Recommended Reading: Chasing the Sun
Have you ever wanted concrete evidence on how we humans are impacted by the sun? Here is your definitive book on the subject.
The ancients were right to put the sun at the centre of their world. Sunlight was essential for the evolution of life on earth, and it continues to influence our health today. But darkness is also important: the natural cycle of night and day that the sun presides over is implicated in everything from our sleep patterns, to our blood pressure, to our life-spans. Denying access to this cycle, as we do when we cosset ourselves indoors and spend out evenings under bright artificial lights, could have far-reaching consequences that we’re only just beginning to grasp.
—Geddes, Chasing the Sun (page 15)
So…this is a mind-bending book for me. Another paradigm shifter, and I’m dying to share it with you. I was touting the studies and facts I learned at our last family gathering, and I’m sure annoyed more than family member, but hey, this sh*t is valuable life learning. As someone who struggles annually with SAD (Seasonal Affective Disorder) or winter depression, this book completely helped me better understand the existence of SAD and how our modern industrial society has complicated the relationship between humans and our environment. It’s funny how in the last hundred years we have dismissed so many structural functions of these connections, and without understanding or observance to how humans are intrinsically impacted by their environment.
Chronobiology is still a fairly recent developing area of scientific research. Finally, recent decades of research and evidence are pointing to issues that we have ‘intrinsically’ known and experienced, and now understood and supported with hard scientific evidence to support our own physiological intuition. It’s pretty dang cool.
Geddes is a science journalist who specializes in biology, medicine, and technology. She explains how the sun cycle impacts us on a cellular level, and how our daily biological processes and functions run with the sun (chronobiology).
Geddes brings up several scientific cases of human and animal disease and dysfunction, all rooted in our relationship with the sun. Geddes elegantly distills her findings, and systematically connects the dots for the reader. Once distilled, it seems almost elementary. Humans, animals, and plants evolved for the duration of our entire existence to live, respond, survive, and thrive by our natural elements-- most notably, sunlight. How couldn’t it deeply impact our behaviours and health?

*SOURCE DATA:*
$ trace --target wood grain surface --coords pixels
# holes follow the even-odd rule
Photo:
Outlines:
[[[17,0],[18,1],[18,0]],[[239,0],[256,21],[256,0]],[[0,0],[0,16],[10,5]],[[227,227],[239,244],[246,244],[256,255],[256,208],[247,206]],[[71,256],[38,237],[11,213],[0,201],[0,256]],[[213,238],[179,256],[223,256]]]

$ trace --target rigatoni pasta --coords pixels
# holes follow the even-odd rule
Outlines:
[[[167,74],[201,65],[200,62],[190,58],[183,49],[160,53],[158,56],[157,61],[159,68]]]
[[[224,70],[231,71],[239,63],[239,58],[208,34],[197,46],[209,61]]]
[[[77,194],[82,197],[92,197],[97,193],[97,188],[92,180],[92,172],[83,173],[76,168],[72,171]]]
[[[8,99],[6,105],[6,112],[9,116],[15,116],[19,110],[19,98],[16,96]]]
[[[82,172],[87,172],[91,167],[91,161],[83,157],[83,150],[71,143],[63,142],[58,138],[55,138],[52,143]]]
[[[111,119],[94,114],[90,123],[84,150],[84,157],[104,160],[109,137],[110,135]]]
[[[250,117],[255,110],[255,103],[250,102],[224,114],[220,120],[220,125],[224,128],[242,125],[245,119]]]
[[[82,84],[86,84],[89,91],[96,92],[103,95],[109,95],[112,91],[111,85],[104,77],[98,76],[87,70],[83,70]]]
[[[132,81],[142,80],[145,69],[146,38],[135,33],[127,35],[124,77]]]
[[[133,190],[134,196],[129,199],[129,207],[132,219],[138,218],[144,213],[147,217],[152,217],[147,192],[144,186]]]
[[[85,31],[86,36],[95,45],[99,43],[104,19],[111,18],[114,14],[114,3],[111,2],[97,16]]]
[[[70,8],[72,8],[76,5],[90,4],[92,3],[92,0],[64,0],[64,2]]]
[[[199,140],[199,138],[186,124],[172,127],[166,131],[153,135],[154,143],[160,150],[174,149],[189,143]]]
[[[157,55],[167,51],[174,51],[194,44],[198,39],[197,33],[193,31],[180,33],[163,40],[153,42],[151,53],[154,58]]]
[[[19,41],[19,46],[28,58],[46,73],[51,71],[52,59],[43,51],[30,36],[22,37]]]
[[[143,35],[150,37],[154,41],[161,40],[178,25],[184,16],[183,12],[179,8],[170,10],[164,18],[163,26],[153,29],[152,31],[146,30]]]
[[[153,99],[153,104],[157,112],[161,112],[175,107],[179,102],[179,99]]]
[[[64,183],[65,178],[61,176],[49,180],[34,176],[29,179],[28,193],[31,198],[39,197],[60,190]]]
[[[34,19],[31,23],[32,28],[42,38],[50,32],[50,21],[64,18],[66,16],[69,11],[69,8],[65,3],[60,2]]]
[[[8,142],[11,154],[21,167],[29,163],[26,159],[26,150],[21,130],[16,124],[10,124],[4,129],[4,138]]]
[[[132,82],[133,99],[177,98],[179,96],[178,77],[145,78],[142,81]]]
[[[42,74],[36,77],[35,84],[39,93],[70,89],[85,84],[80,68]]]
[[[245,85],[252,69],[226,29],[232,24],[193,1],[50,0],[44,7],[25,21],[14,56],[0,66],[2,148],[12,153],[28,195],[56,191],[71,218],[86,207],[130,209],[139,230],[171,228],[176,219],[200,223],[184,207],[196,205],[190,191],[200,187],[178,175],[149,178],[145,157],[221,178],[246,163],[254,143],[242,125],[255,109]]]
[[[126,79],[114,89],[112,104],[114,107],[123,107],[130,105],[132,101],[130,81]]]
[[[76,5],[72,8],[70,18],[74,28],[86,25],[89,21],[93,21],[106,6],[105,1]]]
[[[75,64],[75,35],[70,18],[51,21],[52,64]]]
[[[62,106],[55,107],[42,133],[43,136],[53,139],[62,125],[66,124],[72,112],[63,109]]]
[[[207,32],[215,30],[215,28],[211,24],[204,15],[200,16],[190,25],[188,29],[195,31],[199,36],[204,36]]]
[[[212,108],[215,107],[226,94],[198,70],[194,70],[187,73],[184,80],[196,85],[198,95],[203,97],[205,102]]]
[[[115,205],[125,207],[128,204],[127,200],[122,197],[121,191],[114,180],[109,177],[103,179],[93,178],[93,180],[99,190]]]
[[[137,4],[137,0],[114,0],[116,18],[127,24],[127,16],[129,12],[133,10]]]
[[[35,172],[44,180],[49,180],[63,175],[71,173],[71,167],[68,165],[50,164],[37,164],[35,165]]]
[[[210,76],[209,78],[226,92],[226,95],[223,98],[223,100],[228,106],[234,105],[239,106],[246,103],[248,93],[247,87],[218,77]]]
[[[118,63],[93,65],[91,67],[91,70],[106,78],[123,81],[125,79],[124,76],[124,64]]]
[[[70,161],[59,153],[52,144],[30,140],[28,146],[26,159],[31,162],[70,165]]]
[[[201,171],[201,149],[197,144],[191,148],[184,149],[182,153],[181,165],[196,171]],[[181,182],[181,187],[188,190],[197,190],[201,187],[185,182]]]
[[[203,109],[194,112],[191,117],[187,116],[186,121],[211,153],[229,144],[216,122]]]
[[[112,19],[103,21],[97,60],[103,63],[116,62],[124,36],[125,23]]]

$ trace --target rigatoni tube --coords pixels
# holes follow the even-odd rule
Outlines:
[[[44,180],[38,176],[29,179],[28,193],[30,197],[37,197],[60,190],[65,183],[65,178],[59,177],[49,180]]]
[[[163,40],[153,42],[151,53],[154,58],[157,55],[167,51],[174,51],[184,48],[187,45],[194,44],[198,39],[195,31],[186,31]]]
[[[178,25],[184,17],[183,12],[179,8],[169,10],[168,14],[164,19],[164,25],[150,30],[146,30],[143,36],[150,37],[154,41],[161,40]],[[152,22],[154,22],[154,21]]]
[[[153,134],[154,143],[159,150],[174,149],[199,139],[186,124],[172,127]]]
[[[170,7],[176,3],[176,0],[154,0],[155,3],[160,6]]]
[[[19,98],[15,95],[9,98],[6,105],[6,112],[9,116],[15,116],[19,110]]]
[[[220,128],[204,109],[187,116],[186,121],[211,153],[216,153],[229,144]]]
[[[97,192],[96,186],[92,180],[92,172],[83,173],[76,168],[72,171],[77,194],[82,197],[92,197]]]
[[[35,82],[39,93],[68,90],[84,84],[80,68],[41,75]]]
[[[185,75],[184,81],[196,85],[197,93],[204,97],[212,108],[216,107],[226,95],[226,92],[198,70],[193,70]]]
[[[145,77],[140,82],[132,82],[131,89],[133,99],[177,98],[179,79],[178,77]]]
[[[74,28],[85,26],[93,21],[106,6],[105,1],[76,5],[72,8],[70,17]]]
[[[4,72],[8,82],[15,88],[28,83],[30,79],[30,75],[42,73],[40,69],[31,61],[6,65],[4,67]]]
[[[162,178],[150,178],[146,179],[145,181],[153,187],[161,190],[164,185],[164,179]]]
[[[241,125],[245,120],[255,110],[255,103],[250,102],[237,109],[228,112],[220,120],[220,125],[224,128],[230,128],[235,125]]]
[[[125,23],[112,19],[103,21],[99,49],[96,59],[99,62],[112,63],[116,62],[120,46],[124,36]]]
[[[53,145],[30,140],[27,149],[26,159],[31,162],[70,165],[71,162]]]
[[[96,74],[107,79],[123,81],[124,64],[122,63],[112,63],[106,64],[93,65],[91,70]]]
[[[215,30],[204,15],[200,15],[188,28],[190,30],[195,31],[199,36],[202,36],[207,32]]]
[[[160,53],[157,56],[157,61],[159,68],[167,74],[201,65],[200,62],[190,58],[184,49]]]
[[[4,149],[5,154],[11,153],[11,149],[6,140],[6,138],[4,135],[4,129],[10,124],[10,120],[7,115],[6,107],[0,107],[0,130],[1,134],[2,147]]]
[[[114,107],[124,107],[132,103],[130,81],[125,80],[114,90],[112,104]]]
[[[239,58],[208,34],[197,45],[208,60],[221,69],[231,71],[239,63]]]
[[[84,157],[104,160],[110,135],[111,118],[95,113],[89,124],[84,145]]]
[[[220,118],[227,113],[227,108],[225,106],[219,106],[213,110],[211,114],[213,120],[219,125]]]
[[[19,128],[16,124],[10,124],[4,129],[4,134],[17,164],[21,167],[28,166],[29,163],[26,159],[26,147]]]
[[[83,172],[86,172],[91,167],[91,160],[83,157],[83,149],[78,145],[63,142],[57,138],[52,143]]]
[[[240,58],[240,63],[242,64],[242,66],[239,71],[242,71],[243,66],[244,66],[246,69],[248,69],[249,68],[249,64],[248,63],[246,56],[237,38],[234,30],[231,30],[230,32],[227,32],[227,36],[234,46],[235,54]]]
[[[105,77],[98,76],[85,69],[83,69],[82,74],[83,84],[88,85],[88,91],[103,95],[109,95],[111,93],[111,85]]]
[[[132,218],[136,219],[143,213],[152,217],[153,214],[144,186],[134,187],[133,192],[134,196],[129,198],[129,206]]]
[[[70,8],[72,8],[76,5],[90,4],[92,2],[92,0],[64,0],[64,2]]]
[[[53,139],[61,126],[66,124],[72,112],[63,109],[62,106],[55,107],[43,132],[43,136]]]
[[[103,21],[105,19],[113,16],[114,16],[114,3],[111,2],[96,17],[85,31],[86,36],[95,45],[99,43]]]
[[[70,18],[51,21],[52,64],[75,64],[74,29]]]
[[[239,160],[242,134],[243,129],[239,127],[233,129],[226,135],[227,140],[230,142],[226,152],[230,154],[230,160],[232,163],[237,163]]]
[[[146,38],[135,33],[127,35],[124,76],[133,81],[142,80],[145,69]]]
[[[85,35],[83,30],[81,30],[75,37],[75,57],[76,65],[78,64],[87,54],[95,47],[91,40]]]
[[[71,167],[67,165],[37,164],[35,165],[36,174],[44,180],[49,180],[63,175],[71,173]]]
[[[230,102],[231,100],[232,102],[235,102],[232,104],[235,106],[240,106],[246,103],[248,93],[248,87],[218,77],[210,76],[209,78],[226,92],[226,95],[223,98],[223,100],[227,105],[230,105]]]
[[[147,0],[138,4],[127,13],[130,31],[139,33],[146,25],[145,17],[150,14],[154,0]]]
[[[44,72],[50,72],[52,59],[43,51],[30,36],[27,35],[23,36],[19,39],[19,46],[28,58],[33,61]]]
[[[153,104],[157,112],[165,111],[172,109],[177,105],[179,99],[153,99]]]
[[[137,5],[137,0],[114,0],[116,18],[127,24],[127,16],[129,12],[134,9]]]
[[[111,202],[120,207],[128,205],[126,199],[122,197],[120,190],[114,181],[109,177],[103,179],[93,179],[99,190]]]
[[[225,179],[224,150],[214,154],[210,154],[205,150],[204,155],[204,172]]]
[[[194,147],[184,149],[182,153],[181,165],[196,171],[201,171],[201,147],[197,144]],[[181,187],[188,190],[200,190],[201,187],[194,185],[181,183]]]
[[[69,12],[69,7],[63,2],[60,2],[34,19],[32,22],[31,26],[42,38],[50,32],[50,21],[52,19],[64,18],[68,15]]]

...

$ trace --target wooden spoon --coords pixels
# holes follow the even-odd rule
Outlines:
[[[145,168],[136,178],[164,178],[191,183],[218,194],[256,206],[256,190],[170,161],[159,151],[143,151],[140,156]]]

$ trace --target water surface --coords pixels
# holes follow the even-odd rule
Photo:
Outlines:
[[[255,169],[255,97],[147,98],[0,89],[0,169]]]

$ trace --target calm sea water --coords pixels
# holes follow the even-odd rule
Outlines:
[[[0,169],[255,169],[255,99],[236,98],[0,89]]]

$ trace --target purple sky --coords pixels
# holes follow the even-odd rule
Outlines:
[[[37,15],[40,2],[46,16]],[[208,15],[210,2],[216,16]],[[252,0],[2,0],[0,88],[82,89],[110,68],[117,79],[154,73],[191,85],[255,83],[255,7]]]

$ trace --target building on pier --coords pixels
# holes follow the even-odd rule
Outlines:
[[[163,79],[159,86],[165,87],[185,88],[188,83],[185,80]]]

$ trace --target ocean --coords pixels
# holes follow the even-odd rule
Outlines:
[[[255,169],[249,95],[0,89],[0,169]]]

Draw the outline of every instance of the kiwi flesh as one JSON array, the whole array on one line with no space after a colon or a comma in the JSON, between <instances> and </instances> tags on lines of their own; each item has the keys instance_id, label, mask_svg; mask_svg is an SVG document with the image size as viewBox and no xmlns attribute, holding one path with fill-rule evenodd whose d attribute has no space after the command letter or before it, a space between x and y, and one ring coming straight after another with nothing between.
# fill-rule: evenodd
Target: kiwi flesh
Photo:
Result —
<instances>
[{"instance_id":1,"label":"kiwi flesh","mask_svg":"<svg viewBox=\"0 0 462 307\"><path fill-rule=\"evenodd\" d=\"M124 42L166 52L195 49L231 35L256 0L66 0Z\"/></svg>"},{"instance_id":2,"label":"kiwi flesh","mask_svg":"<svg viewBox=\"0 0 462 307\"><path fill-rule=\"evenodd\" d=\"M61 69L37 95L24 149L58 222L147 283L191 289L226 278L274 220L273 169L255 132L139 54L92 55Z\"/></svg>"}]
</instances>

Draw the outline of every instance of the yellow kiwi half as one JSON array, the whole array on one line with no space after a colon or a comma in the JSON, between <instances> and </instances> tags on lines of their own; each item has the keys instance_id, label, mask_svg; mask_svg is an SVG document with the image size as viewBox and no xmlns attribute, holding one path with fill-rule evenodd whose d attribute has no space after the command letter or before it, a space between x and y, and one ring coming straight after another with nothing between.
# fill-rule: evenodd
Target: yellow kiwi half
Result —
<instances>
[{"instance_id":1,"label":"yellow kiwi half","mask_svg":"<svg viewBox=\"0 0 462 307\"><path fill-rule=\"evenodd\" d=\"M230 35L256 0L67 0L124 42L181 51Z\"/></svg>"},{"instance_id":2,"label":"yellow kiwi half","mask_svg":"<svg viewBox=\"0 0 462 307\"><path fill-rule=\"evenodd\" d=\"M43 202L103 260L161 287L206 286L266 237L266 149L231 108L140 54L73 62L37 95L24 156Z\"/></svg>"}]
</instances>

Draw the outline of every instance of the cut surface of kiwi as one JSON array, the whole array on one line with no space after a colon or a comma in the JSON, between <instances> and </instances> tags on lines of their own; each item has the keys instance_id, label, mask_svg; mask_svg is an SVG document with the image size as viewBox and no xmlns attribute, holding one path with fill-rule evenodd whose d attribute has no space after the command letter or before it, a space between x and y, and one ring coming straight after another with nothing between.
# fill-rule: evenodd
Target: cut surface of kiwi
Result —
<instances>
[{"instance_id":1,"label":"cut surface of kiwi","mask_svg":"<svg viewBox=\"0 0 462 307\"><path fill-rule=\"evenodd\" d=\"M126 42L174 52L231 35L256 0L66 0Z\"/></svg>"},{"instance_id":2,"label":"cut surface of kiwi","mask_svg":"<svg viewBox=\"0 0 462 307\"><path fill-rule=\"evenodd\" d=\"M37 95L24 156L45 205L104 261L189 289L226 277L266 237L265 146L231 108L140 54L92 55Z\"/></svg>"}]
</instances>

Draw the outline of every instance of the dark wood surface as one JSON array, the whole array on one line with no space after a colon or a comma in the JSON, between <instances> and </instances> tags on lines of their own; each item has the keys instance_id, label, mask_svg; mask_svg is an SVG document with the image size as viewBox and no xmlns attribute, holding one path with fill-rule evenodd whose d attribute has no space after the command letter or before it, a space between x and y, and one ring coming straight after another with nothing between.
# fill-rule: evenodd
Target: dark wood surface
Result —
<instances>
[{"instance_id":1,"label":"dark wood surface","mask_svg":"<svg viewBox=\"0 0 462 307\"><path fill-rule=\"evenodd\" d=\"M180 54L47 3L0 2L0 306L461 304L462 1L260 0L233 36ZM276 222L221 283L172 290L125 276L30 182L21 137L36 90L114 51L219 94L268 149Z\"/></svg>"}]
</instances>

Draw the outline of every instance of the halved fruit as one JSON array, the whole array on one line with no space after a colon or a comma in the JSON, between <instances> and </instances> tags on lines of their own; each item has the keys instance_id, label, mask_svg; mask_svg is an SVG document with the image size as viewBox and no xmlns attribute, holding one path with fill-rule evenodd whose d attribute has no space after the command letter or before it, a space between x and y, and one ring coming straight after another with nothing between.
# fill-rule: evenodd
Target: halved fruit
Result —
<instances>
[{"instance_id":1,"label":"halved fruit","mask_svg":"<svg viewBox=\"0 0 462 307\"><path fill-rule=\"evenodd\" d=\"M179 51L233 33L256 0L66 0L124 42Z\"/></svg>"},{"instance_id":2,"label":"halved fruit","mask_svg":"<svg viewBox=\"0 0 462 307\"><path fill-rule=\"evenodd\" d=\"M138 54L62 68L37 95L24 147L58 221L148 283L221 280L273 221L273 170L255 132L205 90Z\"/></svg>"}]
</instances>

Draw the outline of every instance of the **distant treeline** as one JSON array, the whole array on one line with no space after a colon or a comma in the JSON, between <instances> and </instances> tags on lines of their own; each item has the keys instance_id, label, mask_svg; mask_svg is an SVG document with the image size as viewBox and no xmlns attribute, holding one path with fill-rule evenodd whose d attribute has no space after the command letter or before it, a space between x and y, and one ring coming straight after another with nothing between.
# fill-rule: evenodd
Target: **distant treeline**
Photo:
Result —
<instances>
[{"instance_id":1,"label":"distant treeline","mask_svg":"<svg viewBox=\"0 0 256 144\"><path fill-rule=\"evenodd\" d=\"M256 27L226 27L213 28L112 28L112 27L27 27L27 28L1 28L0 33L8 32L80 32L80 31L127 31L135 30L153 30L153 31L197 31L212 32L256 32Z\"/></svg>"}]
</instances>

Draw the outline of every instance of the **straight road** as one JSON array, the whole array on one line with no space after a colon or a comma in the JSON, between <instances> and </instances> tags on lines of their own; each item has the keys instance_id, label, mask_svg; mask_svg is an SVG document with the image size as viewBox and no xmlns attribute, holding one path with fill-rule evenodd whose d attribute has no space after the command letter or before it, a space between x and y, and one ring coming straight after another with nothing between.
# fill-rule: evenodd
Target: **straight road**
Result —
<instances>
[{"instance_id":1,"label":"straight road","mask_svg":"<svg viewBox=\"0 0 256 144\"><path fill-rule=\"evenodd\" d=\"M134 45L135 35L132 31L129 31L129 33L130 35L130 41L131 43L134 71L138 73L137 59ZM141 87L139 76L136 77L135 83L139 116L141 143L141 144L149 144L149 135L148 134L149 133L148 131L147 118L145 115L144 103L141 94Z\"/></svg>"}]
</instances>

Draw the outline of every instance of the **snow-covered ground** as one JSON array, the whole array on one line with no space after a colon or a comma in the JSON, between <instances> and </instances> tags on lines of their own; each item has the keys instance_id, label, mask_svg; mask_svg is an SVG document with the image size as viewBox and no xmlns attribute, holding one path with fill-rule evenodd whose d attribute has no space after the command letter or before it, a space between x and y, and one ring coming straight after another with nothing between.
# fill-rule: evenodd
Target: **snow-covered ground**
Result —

*WHAT YOU NEED TO DO:*
[1] According to the book review of Chasing the Sun, what fields does Geddes specialize in as a science journalist?
[2] Carry on the book review of Chasing the Sun, starting right after its final sentence.
The rows are separate material and have no connection to the book review.

*SOLVED TASKS:*
[1] Biology, medicine, and technology.

[2]
Geddes provides comprehensive and varied research on sunlight and our affectations with (and without) it. She synthesizes findings from NASA and US Navy studies, international studies from the last one hundred years in disease and chronotherapy, shiftwork and our sleep cycles, non-24-hour-sleep wake disorders, the evolution of circadian rhythms (from cyanobacteria to humans), chronobiology (our DNA-embedded interrelationship with sunlight), chronotypes, and studies from non-digitalized and electrified communities including the Amish(religious group in North America) & Hadza tribe (hunter-gatherers from Tanzania).
She takes part in some of the experimentation herself, and gives meaningful and useful strategies to re-connect with these natural and powerful cycles, in order to reconnect with ourselves and our environment for a healthier and more fulfilling life.
If you’ve ever wanted to better understand the following, Geddes explains these concepts in a fascinating and east-to-understand way:
Circadian clock (how it impacts our physiological health and functions, human, plant, and animal)
Illuminance levels, natural and artificial
Explaining blue light (screens, devices, LEDs-indoor and outdoor) and their physiological impact on our health
Shift work and its cumulative impact
Chronobiology (the study of cyclical changes in our bodies) and its relationship to human health today
Sleep disruptions and dysfunctions
Illnesses that manifest due to imbalanced circadian rhythm; this includes depression, dementia, cancer, type 2 diabetes, coronary artery disease, schizophrenia, Alzheimer’s, and obesity, among other autoimmune diseases
What is light therapy?
How to fine-tune your own circadian clock
The next time you look up at the sun, or the stars, consider the effect of these photos on your biology as they’re absorbed into your retina at the end of their epic journey. Light sparked life and has shaped our biology ever since, and it continues to influence us today.
We are children of the sun, and we need its light as much as ever.